_Problem to solve_
Tally the lines in the data below that contain the word "neck". Reply with the number alone.

── Available data

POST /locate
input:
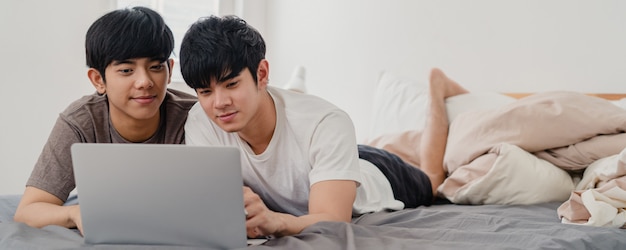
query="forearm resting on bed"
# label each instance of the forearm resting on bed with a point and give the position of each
(39, 210)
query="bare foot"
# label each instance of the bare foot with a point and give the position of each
(443, 87)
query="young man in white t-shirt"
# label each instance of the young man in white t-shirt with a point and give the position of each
(300, 160)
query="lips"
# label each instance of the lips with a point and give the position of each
(144, 99)
(226, 117)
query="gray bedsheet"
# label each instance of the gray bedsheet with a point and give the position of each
(445, 226)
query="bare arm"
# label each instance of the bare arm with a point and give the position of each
(39, 208)
(328, 201)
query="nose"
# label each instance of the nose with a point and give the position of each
(221, 98)
(143, 80)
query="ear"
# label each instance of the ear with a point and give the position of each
(171, 69)
(96, 80)
(262, 73)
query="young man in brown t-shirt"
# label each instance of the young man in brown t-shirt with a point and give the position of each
(127, 52)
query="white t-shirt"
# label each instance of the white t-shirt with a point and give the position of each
(313, 141)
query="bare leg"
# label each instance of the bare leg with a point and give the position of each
(435, 134)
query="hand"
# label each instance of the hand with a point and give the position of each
(260, 221)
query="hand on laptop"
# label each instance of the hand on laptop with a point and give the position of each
(260, 221)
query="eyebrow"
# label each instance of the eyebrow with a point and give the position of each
(230, 76)
(132, 60)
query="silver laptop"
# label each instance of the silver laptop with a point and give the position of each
(160, 194)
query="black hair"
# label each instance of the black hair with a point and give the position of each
(125, 34)
(219, 48)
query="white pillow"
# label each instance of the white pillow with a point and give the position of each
(400, 104)
(516, 177)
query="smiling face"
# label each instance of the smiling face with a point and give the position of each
(236, 104)
(135, 89)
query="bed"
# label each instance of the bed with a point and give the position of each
(520, 200)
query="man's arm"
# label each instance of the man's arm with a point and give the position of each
(328, 201)
(38, 208)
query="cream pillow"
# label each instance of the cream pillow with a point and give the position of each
(516, 177)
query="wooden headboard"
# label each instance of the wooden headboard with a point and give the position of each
(607, 96)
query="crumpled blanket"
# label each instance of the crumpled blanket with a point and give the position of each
(569, 130)
(600, 197)
(526, 151)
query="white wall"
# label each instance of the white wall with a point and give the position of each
(488, 45)
(43, 69)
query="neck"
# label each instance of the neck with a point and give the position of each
(259, 132)
(137, 130)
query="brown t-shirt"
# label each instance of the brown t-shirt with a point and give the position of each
(87, 120)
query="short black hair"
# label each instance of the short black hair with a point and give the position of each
(219, 48)
(127, 33)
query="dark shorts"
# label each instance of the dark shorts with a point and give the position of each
(409, 184)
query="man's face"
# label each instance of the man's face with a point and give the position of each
(233, 103)
(136, 88)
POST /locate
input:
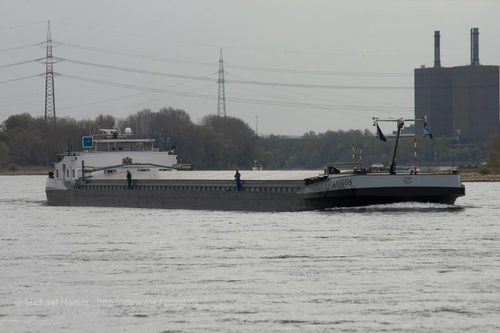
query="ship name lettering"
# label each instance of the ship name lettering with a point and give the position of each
(344, 182)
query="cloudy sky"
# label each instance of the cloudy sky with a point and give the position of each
(291, 66)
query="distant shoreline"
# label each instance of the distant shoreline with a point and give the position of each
(467, 176)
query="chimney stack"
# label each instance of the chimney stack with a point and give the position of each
(437, 47)
(474, 46)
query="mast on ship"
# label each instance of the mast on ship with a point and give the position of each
(400, 124)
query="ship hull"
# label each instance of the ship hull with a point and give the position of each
(345, 191)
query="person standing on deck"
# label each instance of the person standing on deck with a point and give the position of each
(237, 178)
(129, 179)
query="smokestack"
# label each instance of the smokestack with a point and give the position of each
(474, 46)
(437, 47)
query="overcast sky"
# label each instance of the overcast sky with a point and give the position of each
(295, 65)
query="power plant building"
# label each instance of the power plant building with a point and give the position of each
(461, 101)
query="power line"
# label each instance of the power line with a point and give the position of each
(136, 55)
(21, 63)
(19, 47)
(19, 79)
(138, 71)
(248, 82)
(236, 99)
(321, 72)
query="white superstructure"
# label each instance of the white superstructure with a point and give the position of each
(108, 148)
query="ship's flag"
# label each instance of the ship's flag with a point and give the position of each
(427, 131)
(380, 135)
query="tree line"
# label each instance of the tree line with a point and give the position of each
(227, 143)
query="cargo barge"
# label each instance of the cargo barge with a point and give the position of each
(119, 170)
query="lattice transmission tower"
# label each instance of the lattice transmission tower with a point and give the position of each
(50, 98)
(221, 98)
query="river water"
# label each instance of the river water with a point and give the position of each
(405, 267)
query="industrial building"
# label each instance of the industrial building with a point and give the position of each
(461, 101)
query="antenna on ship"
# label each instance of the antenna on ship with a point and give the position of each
(400, 124)
(50, 99)
(221, 98)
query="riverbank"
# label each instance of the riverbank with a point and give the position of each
(25, 171)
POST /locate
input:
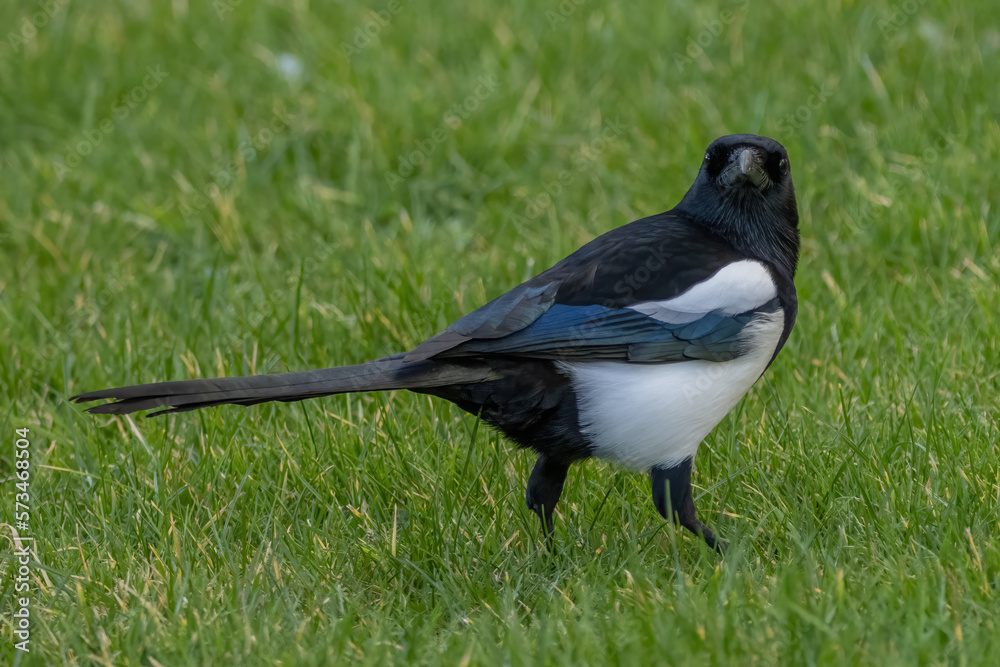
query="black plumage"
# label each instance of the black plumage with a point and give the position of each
(607, 302)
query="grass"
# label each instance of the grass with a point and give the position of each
(858, 482)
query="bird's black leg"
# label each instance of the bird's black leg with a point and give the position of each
(680, 501)
(543, 491)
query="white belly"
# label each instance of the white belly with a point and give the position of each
(645, 415)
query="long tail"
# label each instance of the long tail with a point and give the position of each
(389, 373)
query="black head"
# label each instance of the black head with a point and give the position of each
(744, 193)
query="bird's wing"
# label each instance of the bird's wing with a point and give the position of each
(652, 259)
(625, 334)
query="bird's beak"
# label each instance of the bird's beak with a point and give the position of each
(745, 168)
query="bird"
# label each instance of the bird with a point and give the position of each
(631, 349)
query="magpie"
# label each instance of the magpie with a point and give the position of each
(631, 349)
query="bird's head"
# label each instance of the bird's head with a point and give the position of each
(744, 192)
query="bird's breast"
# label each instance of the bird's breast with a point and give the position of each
(644, 415)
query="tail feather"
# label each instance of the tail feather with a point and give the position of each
(384, 374)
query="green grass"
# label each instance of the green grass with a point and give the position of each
(858, 482)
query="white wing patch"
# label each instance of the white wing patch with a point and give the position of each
(733, 289)
(643, 415)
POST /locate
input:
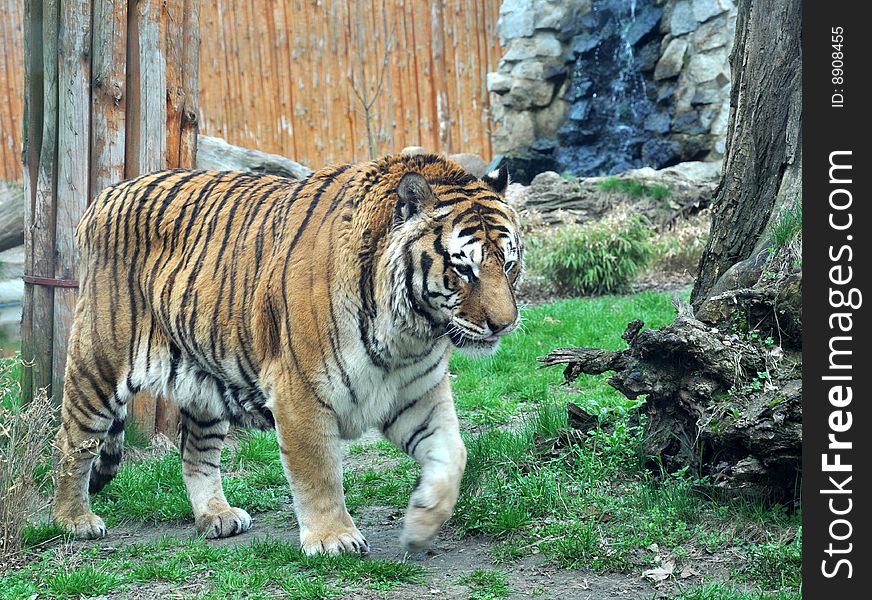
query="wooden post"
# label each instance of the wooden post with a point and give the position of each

────

_The result_
2